(Coordinate annotation entries)

-------

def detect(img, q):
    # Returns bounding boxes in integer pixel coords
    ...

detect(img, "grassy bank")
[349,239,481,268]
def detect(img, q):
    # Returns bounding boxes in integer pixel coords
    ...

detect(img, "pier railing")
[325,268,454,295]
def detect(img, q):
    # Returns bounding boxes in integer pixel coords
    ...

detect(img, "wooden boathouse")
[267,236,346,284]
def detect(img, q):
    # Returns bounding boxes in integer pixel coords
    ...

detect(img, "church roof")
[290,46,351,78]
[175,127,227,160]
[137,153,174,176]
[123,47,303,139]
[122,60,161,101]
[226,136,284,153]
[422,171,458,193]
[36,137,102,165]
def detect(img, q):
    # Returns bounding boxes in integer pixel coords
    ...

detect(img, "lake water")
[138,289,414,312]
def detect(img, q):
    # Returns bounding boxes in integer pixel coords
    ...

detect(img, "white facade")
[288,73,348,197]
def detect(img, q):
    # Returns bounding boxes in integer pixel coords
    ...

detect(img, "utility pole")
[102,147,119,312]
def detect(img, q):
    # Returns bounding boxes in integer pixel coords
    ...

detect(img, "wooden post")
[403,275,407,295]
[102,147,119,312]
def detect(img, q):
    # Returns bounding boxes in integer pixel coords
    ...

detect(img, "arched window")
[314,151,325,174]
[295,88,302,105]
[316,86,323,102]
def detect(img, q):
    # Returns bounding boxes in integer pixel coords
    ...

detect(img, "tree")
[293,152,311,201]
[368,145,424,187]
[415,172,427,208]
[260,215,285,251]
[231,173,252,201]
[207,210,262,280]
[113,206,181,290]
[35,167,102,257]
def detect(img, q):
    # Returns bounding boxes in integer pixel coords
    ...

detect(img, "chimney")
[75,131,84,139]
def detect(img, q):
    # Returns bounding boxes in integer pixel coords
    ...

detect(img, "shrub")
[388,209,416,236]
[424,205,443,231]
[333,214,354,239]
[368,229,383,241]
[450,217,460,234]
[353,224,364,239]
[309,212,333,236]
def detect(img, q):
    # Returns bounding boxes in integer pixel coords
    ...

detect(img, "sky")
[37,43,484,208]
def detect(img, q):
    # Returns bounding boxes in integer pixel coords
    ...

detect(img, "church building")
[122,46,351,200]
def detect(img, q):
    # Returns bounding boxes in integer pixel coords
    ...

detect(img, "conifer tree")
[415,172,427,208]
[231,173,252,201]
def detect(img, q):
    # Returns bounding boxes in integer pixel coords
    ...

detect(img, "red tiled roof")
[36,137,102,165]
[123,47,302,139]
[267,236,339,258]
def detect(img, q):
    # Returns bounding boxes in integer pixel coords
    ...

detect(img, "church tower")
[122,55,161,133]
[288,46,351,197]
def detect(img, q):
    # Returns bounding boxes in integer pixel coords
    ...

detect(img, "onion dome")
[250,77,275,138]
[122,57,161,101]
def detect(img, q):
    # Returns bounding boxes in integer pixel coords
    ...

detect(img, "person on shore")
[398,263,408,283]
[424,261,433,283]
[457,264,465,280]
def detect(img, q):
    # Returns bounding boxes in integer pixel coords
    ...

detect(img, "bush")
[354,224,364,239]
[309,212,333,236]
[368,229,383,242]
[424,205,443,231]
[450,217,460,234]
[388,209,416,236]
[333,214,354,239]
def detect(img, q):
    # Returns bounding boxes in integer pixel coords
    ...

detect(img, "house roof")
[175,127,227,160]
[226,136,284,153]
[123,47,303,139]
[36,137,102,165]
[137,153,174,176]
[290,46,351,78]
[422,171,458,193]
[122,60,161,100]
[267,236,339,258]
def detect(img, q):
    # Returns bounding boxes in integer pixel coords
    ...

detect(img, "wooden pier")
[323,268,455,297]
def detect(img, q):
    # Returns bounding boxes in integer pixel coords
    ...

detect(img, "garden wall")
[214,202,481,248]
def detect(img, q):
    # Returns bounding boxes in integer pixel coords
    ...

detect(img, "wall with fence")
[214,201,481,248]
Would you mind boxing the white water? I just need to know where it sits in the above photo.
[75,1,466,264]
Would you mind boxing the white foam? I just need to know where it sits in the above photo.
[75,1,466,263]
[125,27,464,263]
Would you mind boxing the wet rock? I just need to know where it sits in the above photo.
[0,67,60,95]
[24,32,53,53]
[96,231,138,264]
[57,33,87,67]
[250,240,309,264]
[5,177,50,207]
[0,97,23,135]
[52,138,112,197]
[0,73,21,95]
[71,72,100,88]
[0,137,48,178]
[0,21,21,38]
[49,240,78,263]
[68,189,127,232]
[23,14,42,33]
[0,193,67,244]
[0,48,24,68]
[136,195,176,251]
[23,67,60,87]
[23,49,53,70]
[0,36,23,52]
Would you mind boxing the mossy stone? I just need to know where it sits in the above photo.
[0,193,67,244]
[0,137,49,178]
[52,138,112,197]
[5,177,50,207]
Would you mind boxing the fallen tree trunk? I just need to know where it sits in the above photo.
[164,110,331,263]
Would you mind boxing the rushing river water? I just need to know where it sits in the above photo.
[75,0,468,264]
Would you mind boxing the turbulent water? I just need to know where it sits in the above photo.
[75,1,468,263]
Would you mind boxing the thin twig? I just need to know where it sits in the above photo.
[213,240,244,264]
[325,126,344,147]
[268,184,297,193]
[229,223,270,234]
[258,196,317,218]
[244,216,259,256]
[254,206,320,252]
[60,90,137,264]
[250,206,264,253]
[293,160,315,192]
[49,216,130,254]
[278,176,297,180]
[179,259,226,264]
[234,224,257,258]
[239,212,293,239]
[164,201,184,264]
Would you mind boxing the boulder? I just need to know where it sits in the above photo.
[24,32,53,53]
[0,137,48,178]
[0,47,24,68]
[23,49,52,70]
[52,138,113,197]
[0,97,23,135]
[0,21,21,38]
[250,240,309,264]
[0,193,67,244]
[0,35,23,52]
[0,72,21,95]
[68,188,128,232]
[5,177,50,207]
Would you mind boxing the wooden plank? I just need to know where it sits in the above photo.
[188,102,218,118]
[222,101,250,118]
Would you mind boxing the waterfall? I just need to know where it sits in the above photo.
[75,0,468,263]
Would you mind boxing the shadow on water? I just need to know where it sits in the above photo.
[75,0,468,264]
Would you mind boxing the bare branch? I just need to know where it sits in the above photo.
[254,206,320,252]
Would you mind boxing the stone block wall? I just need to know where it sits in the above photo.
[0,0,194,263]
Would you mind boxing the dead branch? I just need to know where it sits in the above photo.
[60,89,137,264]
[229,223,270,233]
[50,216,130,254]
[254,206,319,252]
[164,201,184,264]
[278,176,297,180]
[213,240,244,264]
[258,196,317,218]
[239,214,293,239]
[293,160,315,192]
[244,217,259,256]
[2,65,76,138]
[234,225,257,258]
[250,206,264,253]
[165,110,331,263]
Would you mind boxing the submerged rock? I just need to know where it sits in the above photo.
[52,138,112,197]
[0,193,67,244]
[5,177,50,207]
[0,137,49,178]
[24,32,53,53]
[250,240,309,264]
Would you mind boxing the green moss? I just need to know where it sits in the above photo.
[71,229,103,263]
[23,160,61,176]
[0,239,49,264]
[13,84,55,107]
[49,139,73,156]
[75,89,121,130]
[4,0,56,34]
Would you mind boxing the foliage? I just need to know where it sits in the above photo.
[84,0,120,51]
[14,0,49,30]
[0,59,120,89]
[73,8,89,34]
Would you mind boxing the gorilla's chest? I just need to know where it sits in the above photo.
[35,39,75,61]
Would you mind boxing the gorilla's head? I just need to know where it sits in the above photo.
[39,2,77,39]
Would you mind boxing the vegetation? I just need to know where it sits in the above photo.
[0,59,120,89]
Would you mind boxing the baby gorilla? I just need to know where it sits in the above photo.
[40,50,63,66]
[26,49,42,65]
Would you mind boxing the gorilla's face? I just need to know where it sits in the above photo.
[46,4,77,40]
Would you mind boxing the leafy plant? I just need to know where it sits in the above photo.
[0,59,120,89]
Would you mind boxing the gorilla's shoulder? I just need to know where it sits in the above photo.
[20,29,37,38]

-------

> **YOUR INSTRUCTIONS**
Reproduce the records verbatim, beginning at the very first line and ending with the line containing "[35,167,102,257]", including that line.

> **FULL ANSWER**
def detect(img, q):
    # Returns bounding boxes in integer pixel coords
    ...

detect(img, "grassy bank")
[349,239,481,268]
def detect(img, q):
    # Returns bounding boxes in integer pixel coords
    ...

detect(img, "pier railing")
[325,268,454,295]
def detect(img, q):
    # Returns bounding boxes in integer pixel coords
    ...

detect(img, "wooden boathouse")
[267,236,346,284]
def detect(img, q):
    # Returns bounding boxes in integer pixel coords
    ...

detect(img, "church roof")
[290,46,351,78]
[175,127,227,160]
[137,153,174,176]
[123,47,303,139]
[122,60,161,101]
[226,136,284,153]
[422,171,458,193]
[36,137,102,165]
def detect(img, q):
    # Returns bounding boxes in integer pixel coords
    ...

detect(img, "lake water")
[138,289,414,312]
def detect(img, q):
    # Returns bounding boxes in integer pixel coords
    ...

detect(img, "white facade")
[288,73,348,197]
def detect(img, q):
    # Returns bounding boxes in integer pixel coords
    ...

detect(img, "utility pole")
[102,147,119,312]
def detect(img, q):
    # Returns bounding boxes in integer pixel coords
    ...

detect(img, "wooden post")
[403,275,407,295]
[102,147,119,312]
def detect(img, q):
    # Returns bounding boxes in integer pixel coords
    ...

detect(img, "arched window")
[314,151,325,174]
[295,88,302,105]
[316,86,323,102]
def detect(img, q):
    # Returns bounding boxes in integer pixel coords
    ...

detect(img, "tree")
[293,152,311,201]
[368,145,424,187]
[415,172,427,208]
[260,215,285,251]
[231,173,252,201]
[207,210,262,280]
[113,206,181,290]
[35,167,102,257]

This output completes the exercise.